TASK INSTRUCTIONS |
**a)** Reproduce word for word the passage of the article on IT provider remote access that begins at the words "Why ungoverned remote" and stops after "biggest security risk?)".
**b)** Carry on the article about IT providers running commands on your computers, picking up after its last sentence.

DOCUMENT TEXT |

━━━━━━

Security

Should your IT provider run commands on your computers without asking?

In one sentence

Most IT providers hold standing admin access to run anything on your systems, often with no record you can see. The healthier model is owner-governed: routine safe fixes happen inside a list you authorized, anything else needs a human decision, and every action is logged. The question is who sets the boundary and whether you can see what happened.

Last updated

6 min read Published
remote accesspermissionsvendor controlsecuritydental it

Should your IT provider run commands on your computers without asking?

Not without a boundary you set. Most IT providers hold standing administrative access that lets them run essentially anything on your systems, at any time, often without a record you can see. The better model is owner-governed action: routine, well-understood fixes happen automatically inside a list you authorized, anything outside that list requires a human decision, and every action is logged. The question is not "should they ever act" - it is "who sets the boundary, and can you see what happened."

The default most practices live with

The unspoken default is a vendor with always-on admin rights and broad remote access, free to execute commands on your server and workstations as they see fit. Sometimes that is fine and convenient. The problem is that it is ungoverned and invisible: you did not define what they may do, and you cannot easily see what they did. That is a lot of standing power over the systems that hold your patient data.

Why ungoverned remote execution is a risk

  • Security. Standing admin access is exactly what an attacker wants. If the vendor's account is compromised, the attacker can run commands too. (See is my IT vendor my biggest security risk?)

━━━━━━

Saved entries
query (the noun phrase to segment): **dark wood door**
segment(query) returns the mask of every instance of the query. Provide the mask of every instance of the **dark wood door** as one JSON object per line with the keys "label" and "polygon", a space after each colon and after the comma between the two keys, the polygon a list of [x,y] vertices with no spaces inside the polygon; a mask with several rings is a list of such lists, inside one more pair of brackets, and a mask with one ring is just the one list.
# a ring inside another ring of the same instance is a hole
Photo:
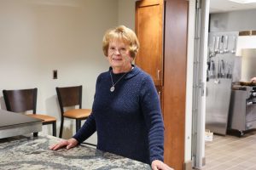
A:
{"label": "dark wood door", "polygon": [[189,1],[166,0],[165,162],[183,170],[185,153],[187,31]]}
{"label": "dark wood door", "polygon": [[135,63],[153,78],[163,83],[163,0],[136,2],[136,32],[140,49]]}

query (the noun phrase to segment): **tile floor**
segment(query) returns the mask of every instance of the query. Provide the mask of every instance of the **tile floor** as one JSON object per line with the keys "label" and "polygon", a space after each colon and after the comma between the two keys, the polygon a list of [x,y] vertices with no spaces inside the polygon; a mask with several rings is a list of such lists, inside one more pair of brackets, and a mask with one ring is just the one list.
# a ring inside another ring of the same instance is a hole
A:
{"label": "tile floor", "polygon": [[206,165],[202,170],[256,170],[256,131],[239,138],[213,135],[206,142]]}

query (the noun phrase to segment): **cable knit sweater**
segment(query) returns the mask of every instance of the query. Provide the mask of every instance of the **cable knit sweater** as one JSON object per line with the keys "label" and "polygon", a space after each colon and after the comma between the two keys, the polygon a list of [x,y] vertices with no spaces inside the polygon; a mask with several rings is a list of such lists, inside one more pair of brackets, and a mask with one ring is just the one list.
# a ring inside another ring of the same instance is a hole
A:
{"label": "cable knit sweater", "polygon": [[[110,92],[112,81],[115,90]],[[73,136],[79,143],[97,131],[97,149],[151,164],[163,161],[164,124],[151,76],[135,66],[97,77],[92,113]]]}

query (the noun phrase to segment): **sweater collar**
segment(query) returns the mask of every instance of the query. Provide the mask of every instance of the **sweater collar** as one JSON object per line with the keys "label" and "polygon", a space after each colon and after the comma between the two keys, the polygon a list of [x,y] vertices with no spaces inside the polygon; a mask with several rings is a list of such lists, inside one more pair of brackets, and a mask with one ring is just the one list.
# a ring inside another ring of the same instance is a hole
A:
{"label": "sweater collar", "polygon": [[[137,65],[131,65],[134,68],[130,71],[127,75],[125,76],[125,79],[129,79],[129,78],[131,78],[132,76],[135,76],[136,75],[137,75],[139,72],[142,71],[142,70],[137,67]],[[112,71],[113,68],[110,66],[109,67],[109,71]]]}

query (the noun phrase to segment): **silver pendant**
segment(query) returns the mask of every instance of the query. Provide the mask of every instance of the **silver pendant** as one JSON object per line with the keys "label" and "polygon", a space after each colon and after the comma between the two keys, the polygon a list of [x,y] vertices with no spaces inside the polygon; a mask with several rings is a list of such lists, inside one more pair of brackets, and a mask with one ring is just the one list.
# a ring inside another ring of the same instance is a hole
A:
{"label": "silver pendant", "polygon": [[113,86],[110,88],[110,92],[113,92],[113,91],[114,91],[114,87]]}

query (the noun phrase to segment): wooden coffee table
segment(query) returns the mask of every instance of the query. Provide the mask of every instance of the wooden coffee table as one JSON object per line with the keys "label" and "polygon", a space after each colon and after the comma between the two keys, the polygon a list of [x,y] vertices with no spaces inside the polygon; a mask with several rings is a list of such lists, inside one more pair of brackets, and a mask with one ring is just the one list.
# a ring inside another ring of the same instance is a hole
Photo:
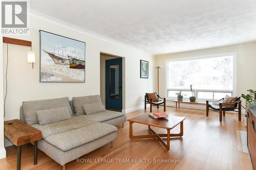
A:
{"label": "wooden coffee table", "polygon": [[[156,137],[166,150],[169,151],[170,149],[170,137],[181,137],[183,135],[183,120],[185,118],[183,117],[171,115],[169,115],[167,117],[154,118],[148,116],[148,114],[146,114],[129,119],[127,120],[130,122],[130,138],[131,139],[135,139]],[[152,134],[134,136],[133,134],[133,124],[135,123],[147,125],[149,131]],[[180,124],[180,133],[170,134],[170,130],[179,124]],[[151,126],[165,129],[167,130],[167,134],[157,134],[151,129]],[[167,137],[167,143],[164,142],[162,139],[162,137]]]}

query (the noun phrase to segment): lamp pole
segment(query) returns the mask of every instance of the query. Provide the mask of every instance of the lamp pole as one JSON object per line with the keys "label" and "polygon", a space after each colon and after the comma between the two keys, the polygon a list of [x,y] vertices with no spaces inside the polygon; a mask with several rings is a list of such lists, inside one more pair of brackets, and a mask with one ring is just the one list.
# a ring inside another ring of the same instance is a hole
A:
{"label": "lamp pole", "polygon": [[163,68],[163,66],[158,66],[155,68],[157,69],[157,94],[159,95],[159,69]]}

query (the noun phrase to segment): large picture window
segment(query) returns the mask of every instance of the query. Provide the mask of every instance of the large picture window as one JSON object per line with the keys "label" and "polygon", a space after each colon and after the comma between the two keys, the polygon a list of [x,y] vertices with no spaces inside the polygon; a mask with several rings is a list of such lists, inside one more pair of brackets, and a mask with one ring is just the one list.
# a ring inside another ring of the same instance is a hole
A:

━━━━━━

RESPONSES BY TASK |
**a)**
Why ungoverned remote execution is a risk

  • Security. Standing admin access is exactly what an attacker wants. If the vendor's account is compromised, the attacker can run commands too. (See is my IT vendor my biggest security risk?)

**b)**
  • Accountability. If no one logs what was run, "what changed?" has no answer but the vendor's memory.
  • Scale of mistakes. A bad command run across every machine is a bad day; the same command gated and logged is a caught mistake.

The better model: owner-governed action

Action is not the enemy - ungoverned action is. A healthy setup looks like this:

  • An allowlist you authorize. Specific, safe actions are permitted - for example, "may restart the Dentrix service" - and sensitive systems are excluded.
  • Off by default. Nothing automated happens until you turn it on. (See why auto-remediation should be off by default.)
  • Everything logged. Every action is recorded, attributable, and visible to you. (See how to audit what your IT company can see.)
  • Humans for the rest. Anything outside the authorized scope is a decision, not a default.

How to set the boundary with your provider

Ask: what can you run on my systems right now, without asking? What is automated, and did I approve the list? Where is the log of what you have done? If the honest answers are "anything," "nothing is written down," and "there is no log," that is the boundary to fix. A glass-box provider already works this way. (See what glass-box IT means.)